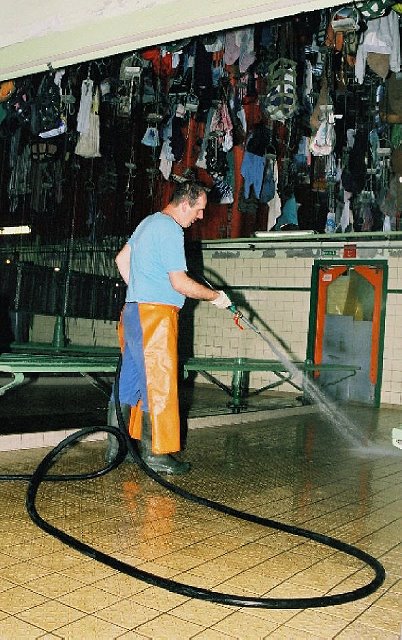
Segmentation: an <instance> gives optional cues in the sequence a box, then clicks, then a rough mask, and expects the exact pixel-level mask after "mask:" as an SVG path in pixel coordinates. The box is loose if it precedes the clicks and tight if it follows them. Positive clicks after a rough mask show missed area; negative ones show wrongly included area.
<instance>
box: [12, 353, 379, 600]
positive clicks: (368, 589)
mask: <svg viewBox="0 0 402 640" xmlns="http://www.w3.org/2000/svg"><path fill="white" fill-rule="evenodd" d="M120 368H121V359H120V360H119V365H118V369H117V372H116V380H115V385H114V400H115V406H116V413H117V418H118V424H119V430H117V429H115V428H113V427H92V428H89V429H82V430H80V431H78V432H76V433H74V434H72V435H70V436H68V437H67V438H65V439H64V440H62V441H61V442H60V443H59V444H58V445H57V446H56V447H55V448H54V449H52V451H50V452H49V453H48V454H47V455H46V456H45V457H44V459H43V460H42V462H41V463H40V464H39V465H38V467H37V469H36V470H35V471H34V473H33V474H32V476H24V477H21V476H18V477H14V478H13V477H12V476H8V477H6V478H5V477H4V476H3V477H1V476H0V479H29V485H28V490H27V496H26V507H27V510H28V514H29V516H30V518H31V519H32V520H33V522H34V523H35V524H37V526H38V527H40V528H41V529H43V530H44V531H45V532H47V533H49V534H50V535H52V536H54V537H55V538H57V539H58V540H60V541H61V542H63V543H64V544H67V545H68V546H70V547H72V548H73V549H75V550H77V551H80V552H81V553H83V554H85V555H86V556H89V557H90V558H93V559H94V560H97V561H98V562H102V563H103V564H105V565H107V566H109V567H111V568H112V569H115V570H117V571H120V572H122V573H125V574H126V575H129V576H132V577H134V578H137V579H138V580H142V581H144V582H146V583H148V584H151V585H153V586H157V587H160V588H163V589H167V590H168V591H172V592H174V593H178V594H180V595H183V596H187V597H191V598H197V599H200V600H208V601H211V602H216V603H221V604H226V605H232V606H237V607H259V608H266V609H307V608H312V607H329V606H334V605H339V604H345V603H347V602H353V601H355V600H359V599H360V598H365V597H367V596H368V595H370V594H371V593H374V591H376V590H377V589H378V588H379V587H380V586H381V585H382V583H383V582H384V580H385V570H384V567H383V565H382V564H381V563H380V562H379V561H378V560H376V559H375V558H374V557H372V556H370V555H369V554H368V553H365V552H364V551H362V550H360V549H358V548H356V547H353V546H351V545H349V544H347V543H345V542H342V541H340V540H337V539H336V538H331V537H329V536H326V535H324V534H320V533H315V532H313V531H309V530H307V529H301V528H300V527H295V526H293V525H289V524H285V523H282V522H278V521H276V520H271V519H269V518H263V517H261V516H257V515H253V514H249V513H244V512H242V511H238V510H237V509H233V508H232V507H228V506H225V505H223V504H221V503H219V502H215V501H213V500H209V499H207V498H203V497H201V496H197V495H196V494H193V493H190V492H188V491H186V490H185V489H183V488H181V487H178V486H177V485H174V484H173V483H171V482H169V481H168V480H166V479H164V478H162V477H161V476H159V475H158V474H157V473H155V472H154V471H153V470H152V469H151V468H150V467H149V466H148V465H146V464H145V463H144V461H143V460H142V459H141V458H140V456H139V454H138V449H137V447H136V445H135V444H134V442H135V441H132V440H131V439H130V438H129V437H128V435H127V433H126V427H125V425H124V420H123V416H122V413H121V407H120V402H119V376H120ZM96 431H107V432H108V433H111V434H113V435H114V436H115V437H117V439H118V445H119V447H118V452H117V455H116V458H115V460H113V461H112V463H111V464H110V465H109V466H108V467H106V468H105V469H102V470H101V471H99V472H93V473H92V474H86V475H74V476H51V475H48V471H49V469H50V468H51V466H52V464H53V463H54V461H55V459H56V458H57V457H58V456H59V455H60V453H61V452H62V451H63V450H64V449H65V448H67V447H69V446H71V445H72V444H73V443H75V442H76V441H78V440H80V439H81V438H83V437H85V436H86V435H88V434H89V433H94V432H96ZM127 450H128V451H129V452H130V454H131V455H132V457H133V458H134V460H135V461H136V463H137V464H139V466H140V467H141V468H142V469H143V470H144V471H145V472H146V473H147V475H148V476H149V477H151V478H152V479H153V480H155V481H156V482H158V483H159V484H160V485H161V486H163V487H165V488H166V489H168V490H169V491H172V492H173V493H175V494H177V495H179V496H181V497H183V498H185V499H187V500H191V501H192V502H195V503H196V504H201V505H203V506H206V507H209V508H211V509H214V510H216V511H219V512H221V513H224V514H226V515H230V516H233V517H236V518H239V519H241V520H245V521H247V522H252V523H255V524H259V525H262V526H265V527H270V528H273V529H277V530H278V531H284V532H286V533H290V534H292V535H296V536H300V537H303V538H306V539H308V540H314V541H315V542H318V543H320V544H324V545H326V546H328V547H330V548H332V549H336V550H338V551H341V552H343V553H345V554H347V555H350V556H352V557H354V558H357V559H358V560H361V561H362V562H364V563H366V564H367V565H368V566H370V567H371V568H372V569H373V571H374V574H375V575H374V578H373V579H372V580H371V581H370V582H369V583H368V584H366V585H364V586H362V587H359V588H357V589H353V590H352V591H346V592H344V593H338V594H333V595H329V596H325V595H324V596H319V597H312V598H257V597H247V596H239V595H233V594H229V593H222V592H218V591H211V590H209V589H203V588H199V587H193V586H190V585H186V584H184V583H181V582H176V581H174V580H170V579H168V578H163V577H160V576H157V575H155V574H153V573H149V572H147V571H143V570H142V569H138V568H137V567H134V566H132V565H129V564H127V563H125V562H122V561H121V560H118V559H117V558H114V557H113V556H110V555H108V554H106V553H103V552H102V551H99V550H98V549H96V548H94V547H92V546H90V545H88V544H86V543H84V542H81V541H80V540H78V539H77V538H74V537H72V536H70V535H69V534H67V533H66V532H64V531H62V530H61V529H58V528H57V527H55V526H53V525H52V524H50V523H49V522H47V521H46V520H44V519H43V518H42V517H41V516H40V514H39V513H38V511H37V509H36V504H35V501H36V497H37V493H38V490H39V487H40V485H41V483H42V482H43V481H44V480H73V479H76V480H80V479H83V478H88V477H97V476H99V475H104V474H105V473H107V472H108V471H110V470H112V469H113V468H116V467H117V466H118V464H120V462H121V461H122V460H123V459H124V458H125V455H126V453H127Z"/></svg>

▶ Exercise aim:
Copy out every line of the items above word for word, but leave out the picture.

▶ Finished exercise:
Segmentation: an <instance> gives optional cues in the sequence a box, then clicks, then a rough mask, and expects the exact pixel-level mask after "mask:" as an SVG path in pixel coordinates. The box is loose if it precedes the clicks and tight if it follows them. Positive clicks after a rough mask show missed area; negative ones show wrongly included area.
<instance>
box: [12, 353, 379, 600]
positive clicks: (368, 589)
mask: <svg viewBox="0 0 402 640" xmlns="http://www.w3.org/2000/svg"><path fill="white" fill-rule="evenodd" d="M120 368H121V359H120V360H119V365H118V369H117V372H116V380H115V385H114V400H115V406H116V413H117V418H118V424H119V430H117V429H115V428H113V427H92V428H89V429H82V430H80V431H78V432H76V433H74V434H72V435H70V436H68V437H67V438H65V439H64V440H62V441H61V442H60V443H59V444H58V445H57V446H56V447H55V448H54V449H52V451H50V452H49V453H48V454H47V455H46V456H45V457H44V459H43V460H42V462H41V463H40V464H39V465H38V467H37V469H36V470H35V471H34V473H33V474H32V476H24V477H21V476H18V477H14V478H13V477H12V476H8V477H6V478H5V477H4V476H3V477H1V476H0V479H29V485H28V490H27V496H26V507H27V510H28V514H29V516H30V518H31V519H32V520H33V522H34V523H35V524H37V526H38V527H40V528H41V529H43V530H44V531H45V532H47V533H49V534H50V535H52V536H54V537H55V538H57V539H58V540H60V541H61V542H63V543H64V544H67V545H68V546H70V547H72V548H73V549H75V550H77V551H80V552H81V553H83V554H85V555H86V556H89V557H90V558H93V559H94V560H97V561H98V562H102V563H103V564H105V565H107V566H109V567H111V568H112V569H115V570H117V571H120V572H122V573H125V574H126V575H129V576H132V577H134V578H137V579H138V580H142V581H144V582H146V583H148V584H151V585H153V586H157V587H160V588H163V589H167V590H168V591H172V592H174V593H178V594H180V595H183V596H187V597H191V598H197V599H200V600H208V601H211V602H216V603H221V604H226V605H232V606H237V607H259V608H266V609H307V608H312V607H329V606H334V605H339V604H345V603H347V602H353V601H355V600H359V599H360V598H365V597H367V596H368V595H370V594H371V593H374V591H376V590H377V589H378V588H379V587H380V586H381V585H382V583H383V582H384V580H385V570H384V567H383V565H382V564H381V563H380V562H379V561H378V560H376V559H375V558H374V557H372V556H370V555H369V554H368V553H365V552H364V551H362V550H360V549H358V548H356V547H353V546H351V545H349V544H347V543H345V542H342V541H340V540H337V539H336V538H331V537H329V536H326V535H324V534H320V533H315V532H313V531H309V530H307V529H301V528H300V527H295V526H293V525H289V524H285V523H282V522H278V521H276V520H271V519H269V518H263V517H261V516H257V515H253V514H249V513H244V512H242V511H238V510H237V509H233V508H232V507H228V506H225V505H223V504H221V503H219V502H215V501H213V500H209V499H207V498H203V497H201V496H197V495H196V494H193V493H190V492H188V491H186V490H185V489H183V488H181V487H178V486H177V485H174V484H173V483H171V482H169V481H168V480H166V479H164V478H162V477H161V476H159V475H158V474H157V473H155V472H154V471H153V470H152V469H151V468H150V467H149V466H148V465H146V464H145V463H144V461H143V460H142V459H141V458H140V456H139V454H138V449H137V447H136V445H135V444H134V442H135V441H132V440H131V439H130V438H129V437H128V435H127V433H126V427H125V425H124V420H123V416H122V413H121V407H120V402H119V376H120ZM96 431H107V432H108V433H111V434H113V435H114V436H115V437H117V439H118V445H119V447H118V452H117V455H116V458H115V460H113V461H112V463H111V464H110V465H109V466H108V467H106V468H105V469H102V470H101V471H99V472H93V473H92V474H86V475H74V476H51V475H48V471H49V469H50V468H51V466H52V464H53V463H54V461H55V459H56V458H57V457H58V456H59V455H60V453H61V452H62V451H63V450H64V449H65V448H67V447H69V446H71V445H72V444H73V443H75V442H76V441H78V440H80V439H81V438H83V437H85V436H86V435H88V434H89V433H94V432H96ZM127 450H128V451H129V452H130V454H131V455H132V457H133V458H134V460H135V461H136V463H137V464H139V466H140V467H141V468H142V469H143V470H144V471H145V472H146V473H147V475H148V476H149V477H151V478H152V479H153V480H155V481H156V482H158V483H159V484H160V485H161V486H163V487H165V488H166V489H168V490H169V491H172V492H173V493H175V494H177V495H179V496H181V497H183V498H185V499H187V500H191V501H192V502H195V503H196V504H201V505H203V506H206V507H209V508H211V509H214V510H216V511H219V512H221V513H224V514H226V515H230V516H233V517H236V518H239V519H241V520H245V521H247V522H252V523H255V524H259V525H262V526H265V527H270V528H273V529H277V530H278V531H284V532H286V533H290V534H292V535H296V536H300V537H303V538H306V539H308V540H314V541H315V542H318V543H320V544H324V545H326V546H328V547H330V548H332V549H336V550H338V551H341V552H343V553H345V554H347V555H350V556H352V557H354V558H357V559H358V560H361V561H362V562H364V563H366V564H367V565H368V566H370V567H371V568H372V569H373V571H374V574H375V575H374V578H373V579H372V580H371V581H370V582H369V583H368V584H366V585H364V586H362V587H359V588H357V589H353V590H352V591H346V592H344V593H338V594H333V595H329V596H325V595H324V596H319V597H312V598H257V597H247V596H239V595H233V594H229V593H222V592H218V591H211V590H209V589H203V588H199V587H193V586H190V585H186V584H184V583H181V582H176V581H174V580H170V579H168V578H163V577H160V576H157V575H155V574H153V573H149V572H147V571H143V570H142V569H138V568H137V567H134V566H132V565H129V564H127V563H125V562H122V561H121V560H118V559H117V558H114V557H113V556H110V555H108V554H106V553H103V552H102V551H99V550H98V549H96V548H94V547H92V546H90V545H88V544H86V543H84V542H81V541H80V540H78V539H77V538H74V537H72V536H70V535H69V534H67V533H66V532H64V531H62V530H61V529H58V528H57V527H55V526H53V525H52V524H50V523H49V522H47V521H46V520H44V519H43V518H42V517H41V516H40V514H39V513H38V511H37V509H36V504H35V501H36V497H37V493H38V490H39V487H40V485H41V483H42V482H43V481H44V480H73V479H76V480H80V479H83V478H88V477H97V476H99V475H104V474H105V473H107V472H108V471H110V470H112V469H113V468H116V467H117V466H118V464H120V462H121V461H122V460H123V459H124V458H125V455H126V453H127Z"/></svg>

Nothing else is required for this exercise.